**Exercise instructions:** Repeat verbatim the stretch of the records from the line containing "Check that each instance of the pine" through the end of the records.

**Records drawn from a dataset:**
((
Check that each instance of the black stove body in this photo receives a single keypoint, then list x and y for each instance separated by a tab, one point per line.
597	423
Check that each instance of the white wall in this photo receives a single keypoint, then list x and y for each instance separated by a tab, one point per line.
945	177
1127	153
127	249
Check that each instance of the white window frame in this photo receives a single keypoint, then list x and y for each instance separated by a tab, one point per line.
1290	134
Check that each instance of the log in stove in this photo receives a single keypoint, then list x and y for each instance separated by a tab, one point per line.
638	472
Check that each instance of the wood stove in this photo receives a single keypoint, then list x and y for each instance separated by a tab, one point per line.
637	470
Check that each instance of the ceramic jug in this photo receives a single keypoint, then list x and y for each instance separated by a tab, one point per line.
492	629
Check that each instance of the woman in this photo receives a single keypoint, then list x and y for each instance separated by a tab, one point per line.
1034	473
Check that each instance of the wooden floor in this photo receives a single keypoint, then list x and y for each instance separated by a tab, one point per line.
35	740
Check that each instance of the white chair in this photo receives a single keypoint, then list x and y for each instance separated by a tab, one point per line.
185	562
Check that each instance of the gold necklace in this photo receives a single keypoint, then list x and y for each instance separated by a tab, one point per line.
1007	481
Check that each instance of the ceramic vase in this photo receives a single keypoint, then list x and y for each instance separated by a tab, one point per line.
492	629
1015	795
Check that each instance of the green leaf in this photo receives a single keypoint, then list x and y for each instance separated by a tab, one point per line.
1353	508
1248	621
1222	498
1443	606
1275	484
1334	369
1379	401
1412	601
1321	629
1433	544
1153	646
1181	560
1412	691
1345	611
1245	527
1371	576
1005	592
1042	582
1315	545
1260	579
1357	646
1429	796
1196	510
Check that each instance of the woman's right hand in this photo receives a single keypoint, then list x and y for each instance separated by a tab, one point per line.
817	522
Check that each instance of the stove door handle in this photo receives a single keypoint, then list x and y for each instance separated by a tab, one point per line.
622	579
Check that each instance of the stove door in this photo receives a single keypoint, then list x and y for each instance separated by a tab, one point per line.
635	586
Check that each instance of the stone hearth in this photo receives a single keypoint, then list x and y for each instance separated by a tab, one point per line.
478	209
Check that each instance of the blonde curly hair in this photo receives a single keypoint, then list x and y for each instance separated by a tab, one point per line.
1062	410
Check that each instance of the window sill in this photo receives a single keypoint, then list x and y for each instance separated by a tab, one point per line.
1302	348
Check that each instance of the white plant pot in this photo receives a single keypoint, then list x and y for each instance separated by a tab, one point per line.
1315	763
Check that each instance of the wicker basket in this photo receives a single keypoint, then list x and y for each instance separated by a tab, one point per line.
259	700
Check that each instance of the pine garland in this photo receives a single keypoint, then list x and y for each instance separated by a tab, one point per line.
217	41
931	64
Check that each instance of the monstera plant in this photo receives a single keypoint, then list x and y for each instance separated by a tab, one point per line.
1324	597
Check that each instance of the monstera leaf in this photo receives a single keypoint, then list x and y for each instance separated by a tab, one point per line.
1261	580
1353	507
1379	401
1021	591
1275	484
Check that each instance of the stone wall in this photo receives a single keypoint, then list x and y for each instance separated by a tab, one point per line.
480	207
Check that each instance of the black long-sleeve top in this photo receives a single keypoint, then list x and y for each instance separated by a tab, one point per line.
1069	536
))
**The solution:**
Check that each instance of the pine garland in this photo receives a single keypoint, then list x and y for each instance separated by a tab, one point per line.
217	41
931	64
Check that each instance of the monstera plant in this photo receives a single keypoint, then list x and y for each instance separated by a tab, one point per line.
1324	597
Check that each instance of the monstera leaf in this photo receives a single keypoint, then list x and y for each instance separated by a tab, one point per line.
1261	580
1353	507
1379	401
1021	591
1275	484
Check that each instance of the stone wall in this photo receives a single keypoint, then list x and y for each instance separated by a tab, one point per line.
480	207
Check that each instance of the black long-sleeve top in this photo receives a single keypoint, then list x and y for each instance separated by a tab, one point per line.
1069	536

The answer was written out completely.